- **What to do**
Which lines in the records below contain the word "noodle"? Gather every one of them and copy each line in full.

- **Supplied entries**
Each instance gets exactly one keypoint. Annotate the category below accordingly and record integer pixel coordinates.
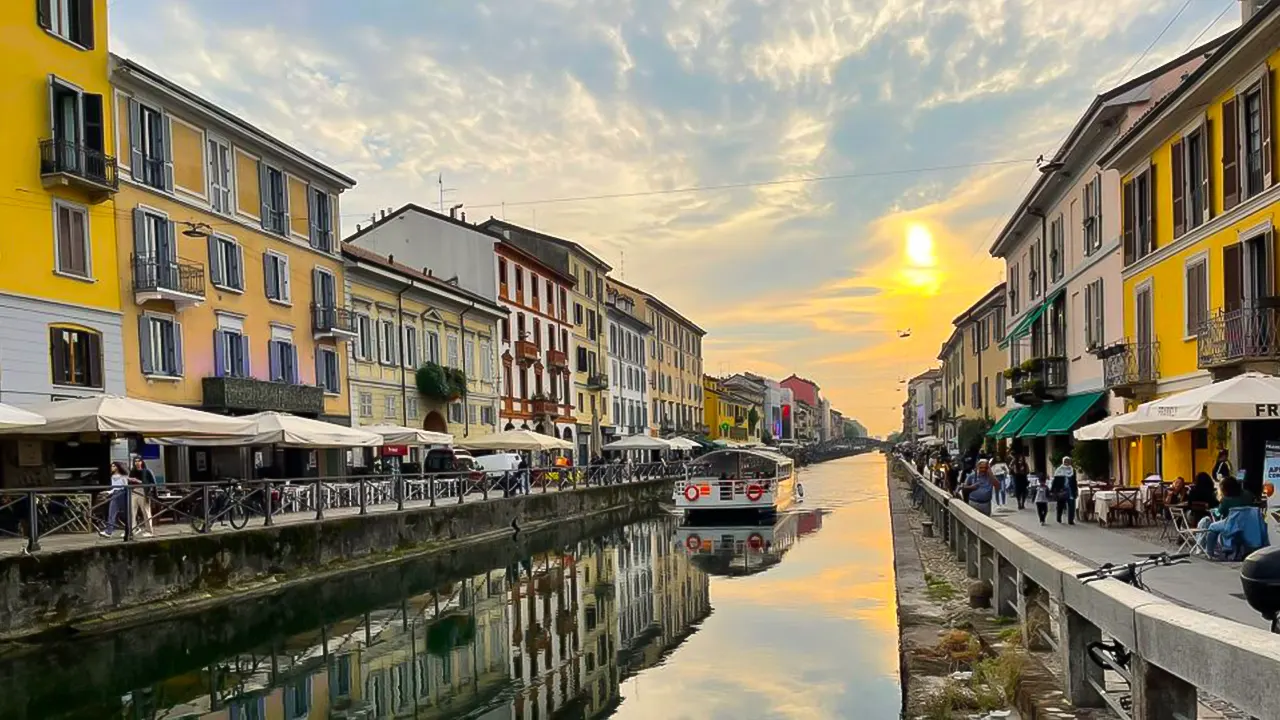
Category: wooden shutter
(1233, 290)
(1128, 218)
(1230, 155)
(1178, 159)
==
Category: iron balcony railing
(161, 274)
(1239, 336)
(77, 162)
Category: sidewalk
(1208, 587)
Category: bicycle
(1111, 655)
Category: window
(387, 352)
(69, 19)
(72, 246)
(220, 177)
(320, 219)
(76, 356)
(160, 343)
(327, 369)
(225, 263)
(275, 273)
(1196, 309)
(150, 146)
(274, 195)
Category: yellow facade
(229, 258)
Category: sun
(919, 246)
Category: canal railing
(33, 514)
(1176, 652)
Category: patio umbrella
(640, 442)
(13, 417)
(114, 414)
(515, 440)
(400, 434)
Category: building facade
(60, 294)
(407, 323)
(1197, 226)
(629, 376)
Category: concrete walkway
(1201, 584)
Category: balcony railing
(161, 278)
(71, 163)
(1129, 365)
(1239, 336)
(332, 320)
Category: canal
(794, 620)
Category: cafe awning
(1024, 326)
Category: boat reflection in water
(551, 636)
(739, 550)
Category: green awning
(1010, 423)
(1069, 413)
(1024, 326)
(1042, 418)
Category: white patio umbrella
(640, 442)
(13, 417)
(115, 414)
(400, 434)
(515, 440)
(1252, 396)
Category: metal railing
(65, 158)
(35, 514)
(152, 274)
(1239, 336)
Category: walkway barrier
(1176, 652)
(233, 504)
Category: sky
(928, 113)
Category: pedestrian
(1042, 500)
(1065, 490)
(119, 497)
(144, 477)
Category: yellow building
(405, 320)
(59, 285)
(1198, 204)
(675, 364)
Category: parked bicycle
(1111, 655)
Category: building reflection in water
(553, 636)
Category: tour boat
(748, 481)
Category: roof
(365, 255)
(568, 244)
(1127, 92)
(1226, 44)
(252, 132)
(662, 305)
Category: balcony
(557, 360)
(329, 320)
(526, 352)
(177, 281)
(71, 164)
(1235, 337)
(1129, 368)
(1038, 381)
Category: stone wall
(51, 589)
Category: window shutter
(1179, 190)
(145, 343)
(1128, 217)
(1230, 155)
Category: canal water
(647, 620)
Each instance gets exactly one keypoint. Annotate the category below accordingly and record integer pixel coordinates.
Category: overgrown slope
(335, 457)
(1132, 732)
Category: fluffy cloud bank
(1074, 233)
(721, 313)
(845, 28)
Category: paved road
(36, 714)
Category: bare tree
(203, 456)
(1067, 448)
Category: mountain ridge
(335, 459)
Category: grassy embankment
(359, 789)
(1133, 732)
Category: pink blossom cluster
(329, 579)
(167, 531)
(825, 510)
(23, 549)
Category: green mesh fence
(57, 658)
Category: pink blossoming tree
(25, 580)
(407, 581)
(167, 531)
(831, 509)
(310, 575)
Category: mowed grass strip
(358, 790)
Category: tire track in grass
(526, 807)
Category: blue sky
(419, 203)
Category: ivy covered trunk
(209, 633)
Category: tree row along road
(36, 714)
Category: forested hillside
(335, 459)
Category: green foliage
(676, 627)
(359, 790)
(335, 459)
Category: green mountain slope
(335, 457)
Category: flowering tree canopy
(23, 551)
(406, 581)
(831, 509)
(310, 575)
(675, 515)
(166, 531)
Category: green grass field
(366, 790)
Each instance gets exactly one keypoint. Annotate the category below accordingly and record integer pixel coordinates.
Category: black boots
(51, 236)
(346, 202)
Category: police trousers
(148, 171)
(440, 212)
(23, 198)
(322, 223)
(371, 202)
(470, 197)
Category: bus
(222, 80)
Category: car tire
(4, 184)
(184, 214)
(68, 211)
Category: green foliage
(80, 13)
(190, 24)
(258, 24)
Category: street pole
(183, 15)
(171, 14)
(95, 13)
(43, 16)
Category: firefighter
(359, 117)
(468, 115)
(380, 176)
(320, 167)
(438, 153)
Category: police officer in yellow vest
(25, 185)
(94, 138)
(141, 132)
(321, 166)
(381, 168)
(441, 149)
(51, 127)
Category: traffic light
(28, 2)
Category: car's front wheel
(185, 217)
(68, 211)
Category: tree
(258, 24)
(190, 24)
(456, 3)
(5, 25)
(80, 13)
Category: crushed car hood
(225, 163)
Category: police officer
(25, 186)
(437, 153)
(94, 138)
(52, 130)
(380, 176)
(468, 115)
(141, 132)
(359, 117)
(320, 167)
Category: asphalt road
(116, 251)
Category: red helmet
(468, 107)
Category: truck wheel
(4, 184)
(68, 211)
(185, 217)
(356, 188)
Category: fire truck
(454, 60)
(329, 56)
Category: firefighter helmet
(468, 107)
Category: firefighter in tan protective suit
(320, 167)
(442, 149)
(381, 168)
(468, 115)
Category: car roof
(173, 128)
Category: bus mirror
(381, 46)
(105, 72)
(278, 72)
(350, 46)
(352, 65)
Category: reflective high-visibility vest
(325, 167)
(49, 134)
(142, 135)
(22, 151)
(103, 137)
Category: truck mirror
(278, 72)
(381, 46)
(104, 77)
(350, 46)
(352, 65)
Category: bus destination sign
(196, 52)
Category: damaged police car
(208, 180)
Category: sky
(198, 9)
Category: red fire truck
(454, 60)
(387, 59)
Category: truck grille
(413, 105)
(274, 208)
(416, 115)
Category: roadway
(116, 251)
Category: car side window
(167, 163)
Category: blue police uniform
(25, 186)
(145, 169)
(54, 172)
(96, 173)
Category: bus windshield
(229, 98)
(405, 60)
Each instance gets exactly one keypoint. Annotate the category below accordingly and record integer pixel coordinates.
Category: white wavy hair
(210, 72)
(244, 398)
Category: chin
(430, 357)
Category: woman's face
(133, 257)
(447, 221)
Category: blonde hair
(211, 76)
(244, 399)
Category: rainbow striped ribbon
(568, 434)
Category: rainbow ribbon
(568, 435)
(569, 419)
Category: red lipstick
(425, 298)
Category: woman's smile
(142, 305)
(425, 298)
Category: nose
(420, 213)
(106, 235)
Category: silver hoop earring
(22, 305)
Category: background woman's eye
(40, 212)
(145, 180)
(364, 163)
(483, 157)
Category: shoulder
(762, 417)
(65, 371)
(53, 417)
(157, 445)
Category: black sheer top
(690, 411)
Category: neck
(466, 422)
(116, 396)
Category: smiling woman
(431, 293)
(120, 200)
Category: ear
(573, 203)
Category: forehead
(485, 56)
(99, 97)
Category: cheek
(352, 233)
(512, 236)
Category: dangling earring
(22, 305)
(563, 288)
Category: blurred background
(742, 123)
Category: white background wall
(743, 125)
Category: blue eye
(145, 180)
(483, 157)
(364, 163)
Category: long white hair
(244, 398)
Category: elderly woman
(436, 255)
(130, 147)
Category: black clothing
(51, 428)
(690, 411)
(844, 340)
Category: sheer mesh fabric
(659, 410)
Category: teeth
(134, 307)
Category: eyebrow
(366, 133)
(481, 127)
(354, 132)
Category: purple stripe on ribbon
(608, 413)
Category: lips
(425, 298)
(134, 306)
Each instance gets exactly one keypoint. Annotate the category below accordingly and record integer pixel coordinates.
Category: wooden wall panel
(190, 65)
---
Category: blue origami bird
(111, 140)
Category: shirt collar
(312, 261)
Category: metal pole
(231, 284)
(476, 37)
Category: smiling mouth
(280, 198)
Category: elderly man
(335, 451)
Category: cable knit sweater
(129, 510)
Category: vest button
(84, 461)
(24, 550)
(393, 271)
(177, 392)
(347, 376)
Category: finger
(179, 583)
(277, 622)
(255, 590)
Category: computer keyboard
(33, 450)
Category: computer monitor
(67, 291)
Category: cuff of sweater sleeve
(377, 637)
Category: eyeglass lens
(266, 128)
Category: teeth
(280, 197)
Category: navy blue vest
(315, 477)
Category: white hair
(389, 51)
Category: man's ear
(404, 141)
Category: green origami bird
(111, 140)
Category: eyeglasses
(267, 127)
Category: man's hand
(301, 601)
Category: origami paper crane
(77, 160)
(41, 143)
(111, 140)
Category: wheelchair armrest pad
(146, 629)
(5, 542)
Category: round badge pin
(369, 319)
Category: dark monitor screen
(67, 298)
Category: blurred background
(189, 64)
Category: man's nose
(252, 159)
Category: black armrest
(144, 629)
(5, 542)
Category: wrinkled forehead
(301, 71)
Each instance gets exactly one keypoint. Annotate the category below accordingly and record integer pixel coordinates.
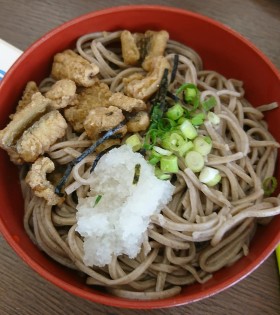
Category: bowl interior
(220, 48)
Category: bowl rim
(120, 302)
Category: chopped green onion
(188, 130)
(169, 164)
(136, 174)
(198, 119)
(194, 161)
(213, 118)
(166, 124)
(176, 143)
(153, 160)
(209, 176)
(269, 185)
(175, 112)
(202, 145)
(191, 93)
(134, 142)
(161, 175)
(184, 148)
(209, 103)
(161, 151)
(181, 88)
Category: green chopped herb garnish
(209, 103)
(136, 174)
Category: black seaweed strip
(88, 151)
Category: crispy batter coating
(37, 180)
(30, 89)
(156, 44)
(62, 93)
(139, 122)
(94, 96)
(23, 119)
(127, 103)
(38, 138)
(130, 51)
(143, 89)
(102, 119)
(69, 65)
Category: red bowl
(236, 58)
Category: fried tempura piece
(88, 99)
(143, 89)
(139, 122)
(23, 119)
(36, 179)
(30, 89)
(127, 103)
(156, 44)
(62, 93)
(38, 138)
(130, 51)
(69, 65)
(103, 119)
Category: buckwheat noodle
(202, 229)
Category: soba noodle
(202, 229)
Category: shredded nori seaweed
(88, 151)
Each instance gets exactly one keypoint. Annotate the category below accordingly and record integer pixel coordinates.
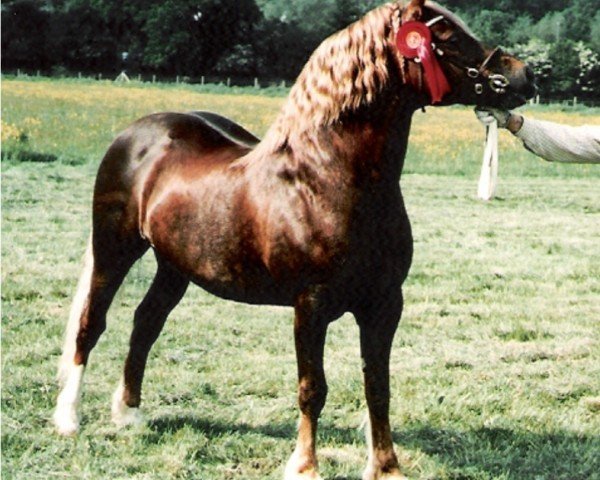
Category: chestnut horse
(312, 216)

- **Response to the task**
Category: buckwheat noodle
Category: soba noodle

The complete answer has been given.